Records
★ ★ ★ ★ ★

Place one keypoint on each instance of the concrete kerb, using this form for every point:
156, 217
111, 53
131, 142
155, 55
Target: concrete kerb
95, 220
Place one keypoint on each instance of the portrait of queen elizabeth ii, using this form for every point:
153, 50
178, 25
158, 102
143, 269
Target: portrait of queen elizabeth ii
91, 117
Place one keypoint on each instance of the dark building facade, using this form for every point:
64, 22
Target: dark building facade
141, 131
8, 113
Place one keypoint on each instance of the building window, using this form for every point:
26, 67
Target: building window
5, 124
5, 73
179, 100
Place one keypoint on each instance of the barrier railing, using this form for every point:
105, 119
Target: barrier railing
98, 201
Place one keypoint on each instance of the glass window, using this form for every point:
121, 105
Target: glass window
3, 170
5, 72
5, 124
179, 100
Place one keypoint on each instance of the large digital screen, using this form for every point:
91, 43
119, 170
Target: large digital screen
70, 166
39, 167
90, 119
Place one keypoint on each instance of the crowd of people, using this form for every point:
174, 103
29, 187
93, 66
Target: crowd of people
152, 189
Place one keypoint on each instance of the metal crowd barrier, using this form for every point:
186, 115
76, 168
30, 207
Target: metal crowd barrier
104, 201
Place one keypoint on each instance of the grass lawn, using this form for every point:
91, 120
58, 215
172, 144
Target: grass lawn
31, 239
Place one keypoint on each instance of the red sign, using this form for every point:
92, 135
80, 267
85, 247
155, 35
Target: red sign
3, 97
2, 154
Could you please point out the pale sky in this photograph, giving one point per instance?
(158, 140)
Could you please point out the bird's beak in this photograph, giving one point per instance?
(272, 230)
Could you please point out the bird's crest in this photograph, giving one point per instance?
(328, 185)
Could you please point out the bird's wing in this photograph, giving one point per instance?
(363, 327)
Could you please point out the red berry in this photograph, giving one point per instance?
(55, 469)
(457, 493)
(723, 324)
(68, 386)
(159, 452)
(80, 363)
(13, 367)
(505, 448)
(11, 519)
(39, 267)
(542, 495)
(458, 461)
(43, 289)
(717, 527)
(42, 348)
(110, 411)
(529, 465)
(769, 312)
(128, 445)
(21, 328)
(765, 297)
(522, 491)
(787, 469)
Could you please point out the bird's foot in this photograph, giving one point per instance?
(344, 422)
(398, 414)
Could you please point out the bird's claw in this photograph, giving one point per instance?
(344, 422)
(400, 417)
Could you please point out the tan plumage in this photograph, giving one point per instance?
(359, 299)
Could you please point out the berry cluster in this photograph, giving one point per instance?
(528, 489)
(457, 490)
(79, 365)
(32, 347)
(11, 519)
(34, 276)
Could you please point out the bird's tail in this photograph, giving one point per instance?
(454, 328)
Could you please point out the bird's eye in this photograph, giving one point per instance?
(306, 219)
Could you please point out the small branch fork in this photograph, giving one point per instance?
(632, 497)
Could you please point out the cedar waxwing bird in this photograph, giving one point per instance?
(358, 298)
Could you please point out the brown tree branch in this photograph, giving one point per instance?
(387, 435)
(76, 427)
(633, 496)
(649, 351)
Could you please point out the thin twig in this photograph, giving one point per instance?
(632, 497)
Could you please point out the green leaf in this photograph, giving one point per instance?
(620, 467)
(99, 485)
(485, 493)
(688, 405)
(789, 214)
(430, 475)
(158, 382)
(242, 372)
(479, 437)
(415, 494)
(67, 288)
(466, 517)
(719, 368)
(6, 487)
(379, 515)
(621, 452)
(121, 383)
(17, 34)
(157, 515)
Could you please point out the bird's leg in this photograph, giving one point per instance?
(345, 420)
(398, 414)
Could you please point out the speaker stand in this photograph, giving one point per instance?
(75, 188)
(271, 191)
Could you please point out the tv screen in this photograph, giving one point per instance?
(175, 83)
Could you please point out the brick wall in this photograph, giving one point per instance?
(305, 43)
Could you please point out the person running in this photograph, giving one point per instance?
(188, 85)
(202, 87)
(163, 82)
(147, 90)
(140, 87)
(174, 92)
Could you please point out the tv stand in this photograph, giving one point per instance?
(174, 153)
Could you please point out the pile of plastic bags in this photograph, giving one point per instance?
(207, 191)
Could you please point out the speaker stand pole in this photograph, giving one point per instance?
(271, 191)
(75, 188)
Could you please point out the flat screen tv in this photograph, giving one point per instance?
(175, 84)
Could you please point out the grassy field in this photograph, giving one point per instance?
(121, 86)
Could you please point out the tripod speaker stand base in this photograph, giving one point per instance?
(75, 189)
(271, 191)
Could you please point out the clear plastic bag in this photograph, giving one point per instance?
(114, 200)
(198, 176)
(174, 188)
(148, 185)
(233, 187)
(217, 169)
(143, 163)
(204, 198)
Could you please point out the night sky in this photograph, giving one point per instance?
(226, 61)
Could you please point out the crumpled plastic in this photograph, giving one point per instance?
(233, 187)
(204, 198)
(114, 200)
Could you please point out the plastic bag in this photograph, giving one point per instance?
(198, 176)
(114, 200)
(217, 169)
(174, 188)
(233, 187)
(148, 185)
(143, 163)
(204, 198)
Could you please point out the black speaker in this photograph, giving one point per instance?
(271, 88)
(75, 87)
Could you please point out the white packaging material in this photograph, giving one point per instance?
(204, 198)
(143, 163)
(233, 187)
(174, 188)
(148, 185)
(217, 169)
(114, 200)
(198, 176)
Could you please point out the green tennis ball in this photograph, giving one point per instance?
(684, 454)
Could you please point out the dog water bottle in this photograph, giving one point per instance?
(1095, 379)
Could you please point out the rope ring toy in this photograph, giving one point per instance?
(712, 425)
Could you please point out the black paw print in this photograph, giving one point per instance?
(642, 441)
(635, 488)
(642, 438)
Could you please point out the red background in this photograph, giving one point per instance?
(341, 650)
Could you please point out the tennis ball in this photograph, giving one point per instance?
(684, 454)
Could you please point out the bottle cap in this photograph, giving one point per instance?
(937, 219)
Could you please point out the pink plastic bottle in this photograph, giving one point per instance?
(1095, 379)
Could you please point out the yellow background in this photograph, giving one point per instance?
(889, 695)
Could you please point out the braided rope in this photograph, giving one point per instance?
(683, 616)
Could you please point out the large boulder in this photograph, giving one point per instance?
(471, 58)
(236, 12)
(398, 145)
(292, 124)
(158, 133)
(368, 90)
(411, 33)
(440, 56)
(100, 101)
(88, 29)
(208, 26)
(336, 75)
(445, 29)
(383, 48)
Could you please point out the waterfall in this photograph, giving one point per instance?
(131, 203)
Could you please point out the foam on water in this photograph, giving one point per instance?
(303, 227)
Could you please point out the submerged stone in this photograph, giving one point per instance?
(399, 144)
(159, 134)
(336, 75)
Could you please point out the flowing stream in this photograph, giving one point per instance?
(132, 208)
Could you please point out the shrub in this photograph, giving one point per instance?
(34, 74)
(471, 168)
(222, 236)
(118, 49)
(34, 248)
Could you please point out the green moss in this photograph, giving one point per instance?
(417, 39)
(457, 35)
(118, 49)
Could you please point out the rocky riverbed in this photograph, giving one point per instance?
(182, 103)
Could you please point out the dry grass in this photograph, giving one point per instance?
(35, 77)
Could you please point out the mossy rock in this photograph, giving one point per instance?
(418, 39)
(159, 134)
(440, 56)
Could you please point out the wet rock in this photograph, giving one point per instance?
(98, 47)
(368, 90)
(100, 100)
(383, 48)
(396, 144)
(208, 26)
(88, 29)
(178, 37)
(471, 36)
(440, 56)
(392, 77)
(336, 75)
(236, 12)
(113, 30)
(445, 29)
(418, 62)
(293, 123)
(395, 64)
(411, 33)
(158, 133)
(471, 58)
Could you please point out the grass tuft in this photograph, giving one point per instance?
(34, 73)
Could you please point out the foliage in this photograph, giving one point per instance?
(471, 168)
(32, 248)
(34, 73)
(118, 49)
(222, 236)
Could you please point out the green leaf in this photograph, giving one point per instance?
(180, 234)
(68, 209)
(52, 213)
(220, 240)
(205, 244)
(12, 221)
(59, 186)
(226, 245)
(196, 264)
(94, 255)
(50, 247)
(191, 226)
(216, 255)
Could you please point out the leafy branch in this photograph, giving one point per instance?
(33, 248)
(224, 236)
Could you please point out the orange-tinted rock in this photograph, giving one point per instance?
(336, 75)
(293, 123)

★ ★ ★ ★ ★

To be done: Write out again, exactly, the lines from the one holding "Could you please point out the grass tuft" through the end of the listing, with both ends included.

Response to the task:
Could you please point out the grass tuft in this photograph, giving one point per instance?
(34, 73)
Could you please point out the foliage in this photograph, giving one point per instance?
(471, 168)
(32, 248)
(34, 73)
(118, 49)
(222, 236)
Could you please point out the green leaf in this photograph, giving one point per instance?
(180, 234)
(68, 209)
(52, 213)
(220, 240)
(205, 244)
(12, 221)
(59, 186)
(226, 245)
(196, 264)
(94, 255)
(50, 247)
(191, 226)
(216, 255)
Could you please point out the leafy branch in this photograph, giving one point per instance?
(33, 248)
(224, 236)
Could you please point out the orange-tinted rock in this photograph, giving one point per instance?
(336, 75)
(293, 123)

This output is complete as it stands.